• Exercise directions: Each line of the listing that contains "balcony" should be found and copied.

-- Available data follows --

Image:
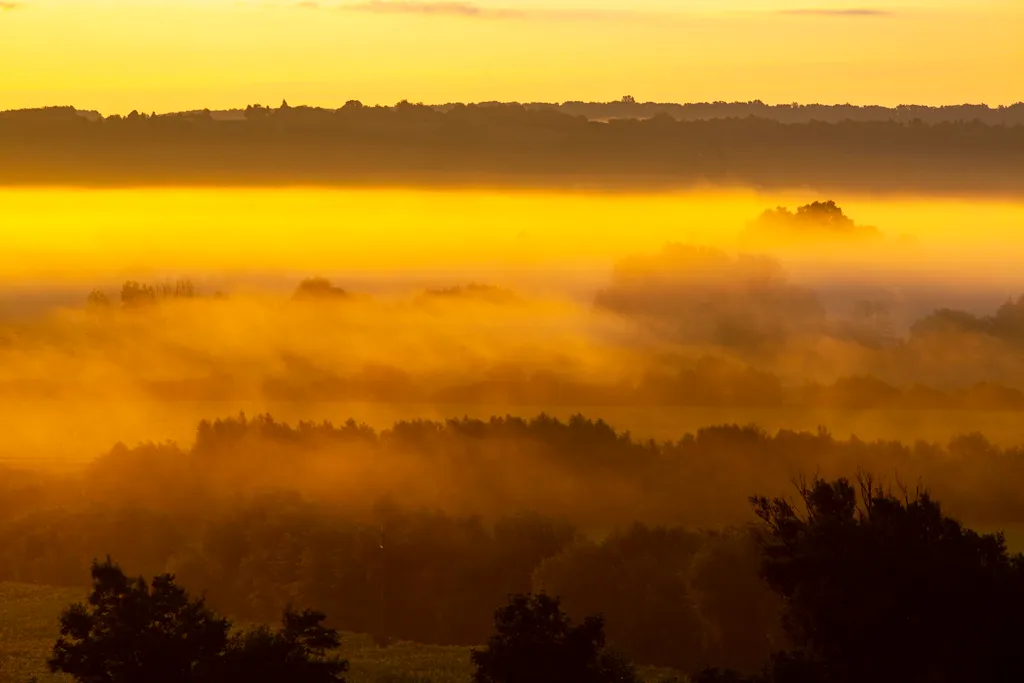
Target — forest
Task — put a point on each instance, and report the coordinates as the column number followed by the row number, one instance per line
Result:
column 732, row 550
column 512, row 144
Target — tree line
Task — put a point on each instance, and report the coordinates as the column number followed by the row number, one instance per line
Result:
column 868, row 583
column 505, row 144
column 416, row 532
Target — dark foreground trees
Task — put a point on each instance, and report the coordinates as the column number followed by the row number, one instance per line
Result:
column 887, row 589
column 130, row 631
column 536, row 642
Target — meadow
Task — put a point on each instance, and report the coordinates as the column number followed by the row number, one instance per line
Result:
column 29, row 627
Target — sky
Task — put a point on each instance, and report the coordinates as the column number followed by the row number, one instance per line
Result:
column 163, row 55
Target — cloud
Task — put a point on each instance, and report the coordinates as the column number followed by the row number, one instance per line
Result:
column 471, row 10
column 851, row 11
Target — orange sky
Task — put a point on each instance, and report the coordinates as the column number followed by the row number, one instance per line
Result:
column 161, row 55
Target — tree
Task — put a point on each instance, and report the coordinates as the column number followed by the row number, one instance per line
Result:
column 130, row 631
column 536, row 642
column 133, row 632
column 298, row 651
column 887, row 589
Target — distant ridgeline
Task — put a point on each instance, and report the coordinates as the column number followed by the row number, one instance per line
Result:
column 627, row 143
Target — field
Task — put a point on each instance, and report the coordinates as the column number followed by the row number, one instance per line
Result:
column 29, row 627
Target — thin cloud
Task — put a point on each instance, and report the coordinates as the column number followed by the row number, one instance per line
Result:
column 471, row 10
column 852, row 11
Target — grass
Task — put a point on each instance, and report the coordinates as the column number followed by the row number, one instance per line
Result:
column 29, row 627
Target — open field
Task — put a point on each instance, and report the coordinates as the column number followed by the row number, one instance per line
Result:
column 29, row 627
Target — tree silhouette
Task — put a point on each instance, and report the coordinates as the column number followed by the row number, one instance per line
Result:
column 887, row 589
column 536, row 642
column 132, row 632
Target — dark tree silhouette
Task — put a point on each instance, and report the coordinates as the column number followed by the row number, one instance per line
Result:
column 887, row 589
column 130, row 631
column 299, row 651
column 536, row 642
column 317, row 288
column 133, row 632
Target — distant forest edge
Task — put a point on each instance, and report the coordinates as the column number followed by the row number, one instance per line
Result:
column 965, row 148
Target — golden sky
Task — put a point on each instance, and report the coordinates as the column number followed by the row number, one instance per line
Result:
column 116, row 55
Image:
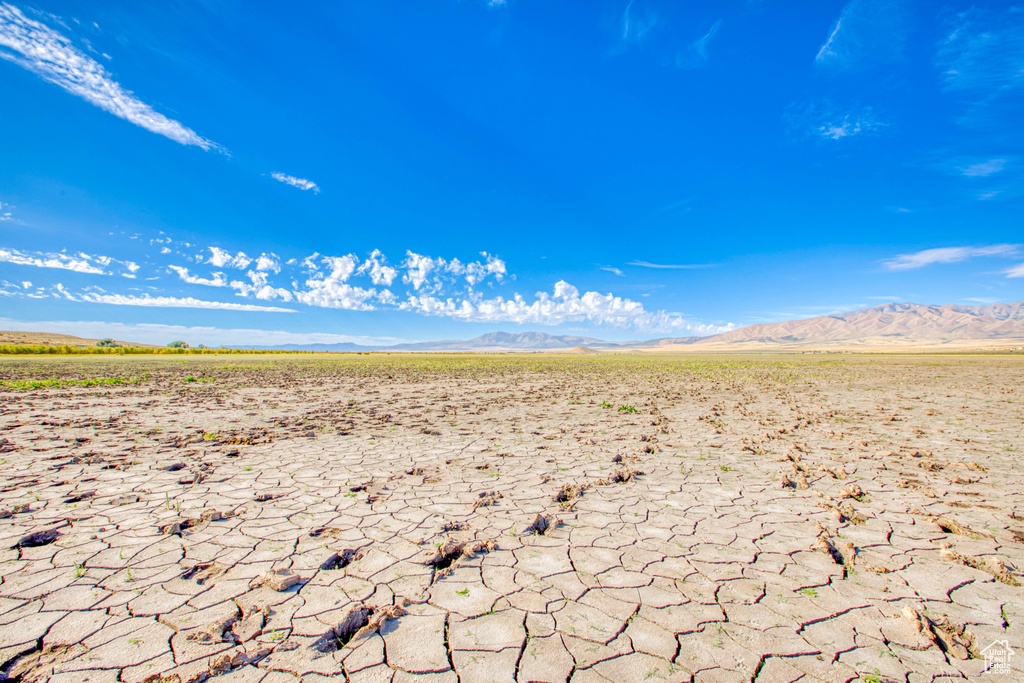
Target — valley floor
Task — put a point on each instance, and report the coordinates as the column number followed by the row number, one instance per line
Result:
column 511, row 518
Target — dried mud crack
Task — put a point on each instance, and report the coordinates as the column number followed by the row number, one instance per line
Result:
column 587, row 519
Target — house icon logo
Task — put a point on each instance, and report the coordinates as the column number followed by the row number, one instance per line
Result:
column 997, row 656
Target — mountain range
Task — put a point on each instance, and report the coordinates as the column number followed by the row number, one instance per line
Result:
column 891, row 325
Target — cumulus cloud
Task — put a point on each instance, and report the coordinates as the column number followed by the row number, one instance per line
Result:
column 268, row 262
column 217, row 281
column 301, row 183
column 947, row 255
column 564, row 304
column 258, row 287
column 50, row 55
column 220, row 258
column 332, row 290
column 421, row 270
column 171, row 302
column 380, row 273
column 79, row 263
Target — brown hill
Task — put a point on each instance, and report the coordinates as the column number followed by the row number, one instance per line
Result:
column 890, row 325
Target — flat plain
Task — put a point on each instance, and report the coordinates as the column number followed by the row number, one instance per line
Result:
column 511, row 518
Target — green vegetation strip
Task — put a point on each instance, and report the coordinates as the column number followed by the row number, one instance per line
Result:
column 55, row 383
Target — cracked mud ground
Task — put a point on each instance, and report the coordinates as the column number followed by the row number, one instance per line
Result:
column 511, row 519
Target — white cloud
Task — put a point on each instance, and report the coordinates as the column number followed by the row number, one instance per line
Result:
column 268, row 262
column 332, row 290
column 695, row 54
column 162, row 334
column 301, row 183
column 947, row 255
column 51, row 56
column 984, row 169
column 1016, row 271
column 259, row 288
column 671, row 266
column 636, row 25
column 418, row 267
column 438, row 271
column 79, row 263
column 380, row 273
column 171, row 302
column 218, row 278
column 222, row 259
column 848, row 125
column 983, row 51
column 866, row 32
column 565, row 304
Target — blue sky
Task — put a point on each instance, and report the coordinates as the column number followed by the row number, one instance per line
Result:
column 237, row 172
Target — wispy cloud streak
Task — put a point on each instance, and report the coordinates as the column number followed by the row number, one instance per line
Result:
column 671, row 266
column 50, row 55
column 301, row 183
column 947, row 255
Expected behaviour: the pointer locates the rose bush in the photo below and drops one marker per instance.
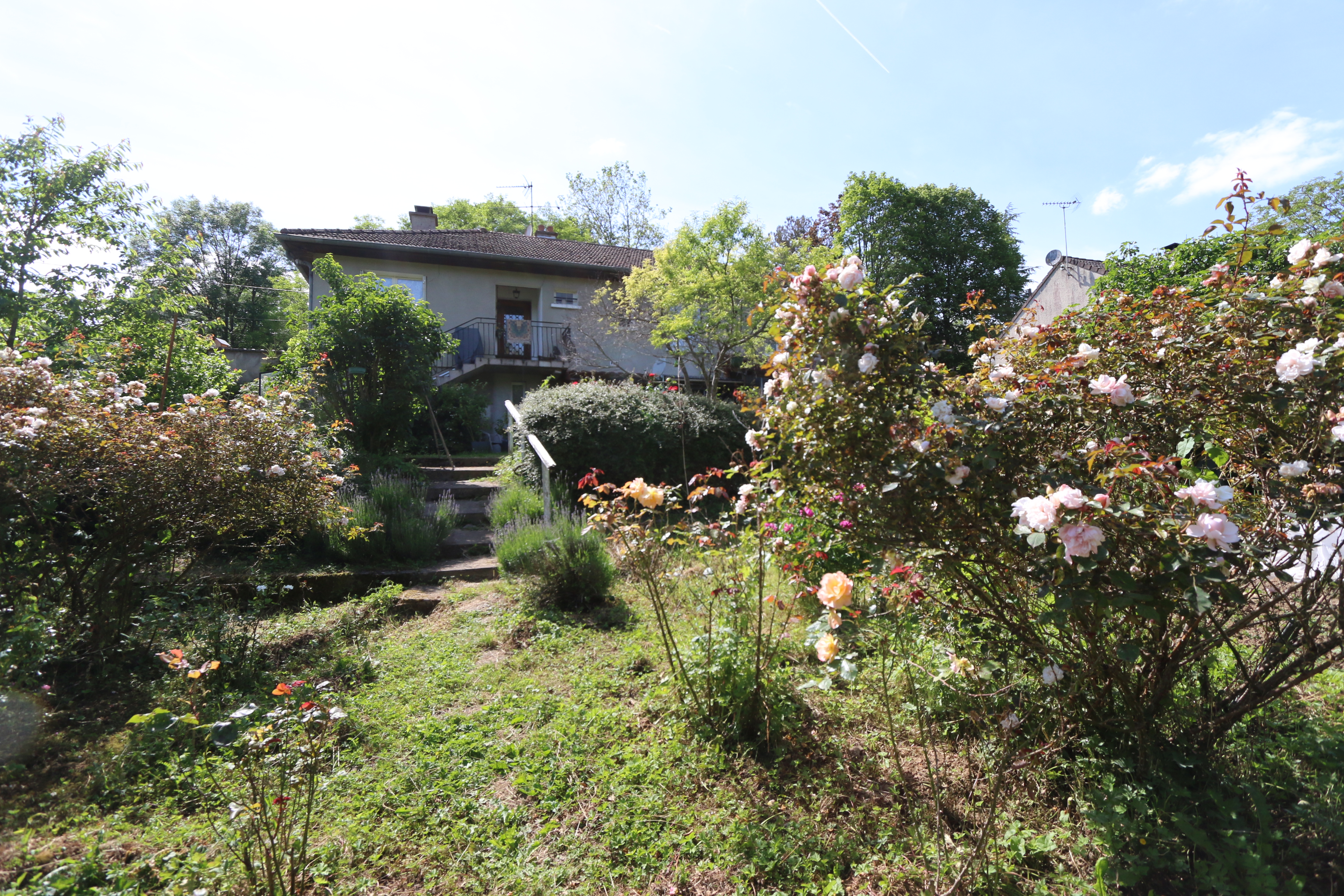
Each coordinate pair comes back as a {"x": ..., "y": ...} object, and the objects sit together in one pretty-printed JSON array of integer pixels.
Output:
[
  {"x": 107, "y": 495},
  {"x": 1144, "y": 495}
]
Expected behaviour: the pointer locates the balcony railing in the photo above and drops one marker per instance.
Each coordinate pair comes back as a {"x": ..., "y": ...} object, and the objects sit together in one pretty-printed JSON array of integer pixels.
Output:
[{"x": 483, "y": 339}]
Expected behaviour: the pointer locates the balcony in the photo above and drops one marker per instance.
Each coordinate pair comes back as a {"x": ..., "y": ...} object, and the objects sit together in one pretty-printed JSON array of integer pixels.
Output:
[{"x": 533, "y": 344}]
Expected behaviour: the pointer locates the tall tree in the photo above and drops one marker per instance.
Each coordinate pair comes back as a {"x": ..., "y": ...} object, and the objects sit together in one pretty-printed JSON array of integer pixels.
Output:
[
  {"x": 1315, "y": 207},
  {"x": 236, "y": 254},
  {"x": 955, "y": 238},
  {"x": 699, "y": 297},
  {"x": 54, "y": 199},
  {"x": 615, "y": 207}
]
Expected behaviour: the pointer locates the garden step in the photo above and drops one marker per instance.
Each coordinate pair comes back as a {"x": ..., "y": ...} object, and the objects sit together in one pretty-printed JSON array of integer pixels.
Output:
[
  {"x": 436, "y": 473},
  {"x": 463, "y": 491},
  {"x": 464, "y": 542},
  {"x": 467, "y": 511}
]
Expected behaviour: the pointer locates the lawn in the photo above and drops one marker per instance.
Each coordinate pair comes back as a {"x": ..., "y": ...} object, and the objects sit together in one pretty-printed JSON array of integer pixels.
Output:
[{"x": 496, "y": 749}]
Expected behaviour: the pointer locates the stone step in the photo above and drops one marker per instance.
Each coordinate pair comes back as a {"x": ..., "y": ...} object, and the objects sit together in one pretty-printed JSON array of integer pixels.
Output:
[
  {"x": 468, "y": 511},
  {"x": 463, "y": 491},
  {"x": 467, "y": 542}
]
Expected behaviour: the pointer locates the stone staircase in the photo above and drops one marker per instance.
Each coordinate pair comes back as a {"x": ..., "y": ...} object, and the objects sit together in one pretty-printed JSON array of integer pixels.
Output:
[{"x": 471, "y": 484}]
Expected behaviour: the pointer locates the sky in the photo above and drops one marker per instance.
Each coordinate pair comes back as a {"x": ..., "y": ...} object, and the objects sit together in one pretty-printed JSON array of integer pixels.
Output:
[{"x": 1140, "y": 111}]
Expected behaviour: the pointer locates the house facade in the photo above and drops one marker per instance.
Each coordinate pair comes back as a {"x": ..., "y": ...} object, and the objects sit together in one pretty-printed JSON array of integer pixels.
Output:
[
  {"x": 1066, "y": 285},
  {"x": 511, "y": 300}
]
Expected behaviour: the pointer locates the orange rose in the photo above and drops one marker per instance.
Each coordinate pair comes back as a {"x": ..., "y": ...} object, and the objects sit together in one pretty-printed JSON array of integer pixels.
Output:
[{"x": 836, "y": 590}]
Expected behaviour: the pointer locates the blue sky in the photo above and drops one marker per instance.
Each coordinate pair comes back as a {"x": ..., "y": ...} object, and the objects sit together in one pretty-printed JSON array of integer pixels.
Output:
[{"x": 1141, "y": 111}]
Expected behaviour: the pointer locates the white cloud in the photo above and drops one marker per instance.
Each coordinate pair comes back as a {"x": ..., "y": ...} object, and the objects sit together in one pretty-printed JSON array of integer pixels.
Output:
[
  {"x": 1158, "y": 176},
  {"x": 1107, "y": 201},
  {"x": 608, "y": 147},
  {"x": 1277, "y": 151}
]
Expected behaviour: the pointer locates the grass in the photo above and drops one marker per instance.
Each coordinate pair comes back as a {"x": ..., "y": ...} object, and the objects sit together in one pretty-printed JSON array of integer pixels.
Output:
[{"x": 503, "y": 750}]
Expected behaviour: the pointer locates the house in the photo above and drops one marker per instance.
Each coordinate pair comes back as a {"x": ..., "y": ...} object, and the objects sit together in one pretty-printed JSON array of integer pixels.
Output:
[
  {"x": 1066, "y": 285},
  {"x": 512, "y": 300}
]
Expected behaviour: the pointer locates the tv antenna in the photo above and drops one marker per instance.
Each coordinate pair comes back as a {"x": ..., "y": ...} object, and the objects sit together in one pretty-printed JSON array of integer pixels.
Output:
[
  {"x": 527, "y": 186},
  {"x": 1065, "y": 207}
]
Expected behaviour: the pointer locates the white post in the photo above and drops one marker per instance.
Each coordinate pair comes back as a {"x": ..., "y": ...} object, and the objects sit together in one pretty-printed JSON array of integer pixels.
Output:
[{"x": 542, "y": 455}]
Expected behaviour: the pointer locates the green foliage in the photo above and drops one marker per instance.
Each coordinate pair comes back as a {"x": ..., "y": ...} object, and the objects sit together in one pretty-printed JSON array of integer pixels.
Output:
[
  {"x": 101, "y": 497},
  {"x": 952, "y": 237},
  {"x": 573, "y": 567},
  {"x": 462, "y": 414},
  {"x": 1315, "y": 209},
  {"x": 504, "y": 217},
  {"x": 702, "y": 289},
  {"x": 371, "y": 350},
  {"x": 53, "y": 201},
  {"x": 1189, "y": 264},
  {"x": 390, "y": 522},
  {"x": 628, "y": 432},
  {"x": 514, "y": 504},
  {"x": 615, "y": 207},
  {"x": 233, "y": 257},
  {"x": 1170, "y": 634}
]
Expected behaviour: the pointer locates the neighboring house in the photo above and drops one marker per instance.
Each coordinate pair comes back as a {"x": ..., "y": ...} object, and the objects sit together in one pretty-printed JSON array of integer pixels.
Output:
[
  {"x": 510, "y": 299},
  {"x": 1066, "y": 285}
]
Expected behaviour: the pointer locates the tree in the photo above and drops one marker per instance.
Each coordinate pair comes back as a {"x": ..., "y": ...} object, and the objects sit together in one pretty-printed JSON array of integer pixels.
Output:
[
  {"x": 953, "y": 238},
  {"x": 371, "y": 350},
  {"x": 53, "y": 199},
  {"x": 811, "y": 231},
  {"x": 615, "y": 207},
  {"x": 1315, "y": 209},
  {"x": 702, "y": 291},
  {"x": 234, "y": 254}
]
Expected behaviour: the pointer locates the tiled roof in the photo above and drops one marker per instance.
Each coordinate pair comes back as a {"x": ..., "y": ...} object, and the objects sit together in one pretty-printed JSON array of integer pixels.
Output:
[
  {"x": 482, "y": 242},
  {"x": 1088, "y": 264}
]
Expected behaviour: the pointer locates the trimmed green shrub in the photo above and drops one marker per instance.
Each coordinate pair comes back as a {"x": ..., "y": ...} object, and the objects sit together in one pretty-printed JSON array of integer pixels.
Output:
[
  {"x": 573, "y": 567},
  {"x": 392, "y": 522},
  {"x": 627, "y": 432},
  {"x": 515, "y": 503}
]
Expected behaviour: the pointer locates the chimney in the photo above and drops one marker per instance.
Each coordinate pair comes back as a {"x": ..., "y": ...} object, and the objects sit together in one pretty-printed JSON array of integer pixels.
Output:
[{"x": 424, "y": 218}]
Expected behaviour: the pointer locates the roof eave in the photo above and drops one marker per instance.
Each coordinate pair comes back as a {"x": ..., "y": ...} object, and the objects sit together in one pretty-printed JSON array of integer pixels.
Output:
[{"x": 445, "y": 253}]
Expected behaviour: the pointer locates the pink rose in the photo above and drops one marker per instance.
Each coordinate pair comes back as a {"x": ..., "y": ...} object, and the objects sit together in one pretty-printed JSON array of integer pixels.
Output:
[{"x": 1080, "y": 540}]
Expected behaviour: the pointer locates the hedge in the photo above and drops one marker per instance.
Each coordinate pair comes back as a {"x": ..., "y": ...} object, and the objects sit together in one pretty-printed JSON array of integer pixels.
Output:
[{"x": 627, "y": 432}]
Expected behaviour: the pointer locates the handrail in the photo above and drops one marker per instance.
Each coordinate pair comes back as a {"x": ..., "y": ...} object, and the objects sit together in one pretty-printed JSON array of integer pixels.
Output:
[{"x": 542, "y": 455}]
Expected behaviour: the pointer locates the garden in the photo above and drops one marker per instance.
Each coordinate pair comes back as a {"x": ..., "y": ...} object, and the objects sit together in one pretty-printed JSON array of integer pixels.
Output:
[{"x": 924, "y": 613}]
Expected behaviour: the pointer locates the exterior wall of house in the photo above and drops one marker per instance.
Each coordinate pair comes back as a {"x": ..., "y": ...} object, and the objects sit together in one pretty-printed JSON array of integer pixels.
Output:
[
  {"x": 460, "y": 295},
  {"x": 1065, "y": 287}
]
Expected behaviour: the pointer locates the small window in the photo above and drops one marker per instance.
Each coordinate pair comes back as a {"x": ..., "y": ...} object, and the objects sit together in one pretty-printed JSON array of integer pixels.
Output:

-- Available data concluded --

• Solution to this exercise:
Expected behaviour: the pointer locates the balcony railing in the photo above and drops one marker per instance.
Expected behaviour: the pointer locates the balcony in the photo above and drops one marker per instance.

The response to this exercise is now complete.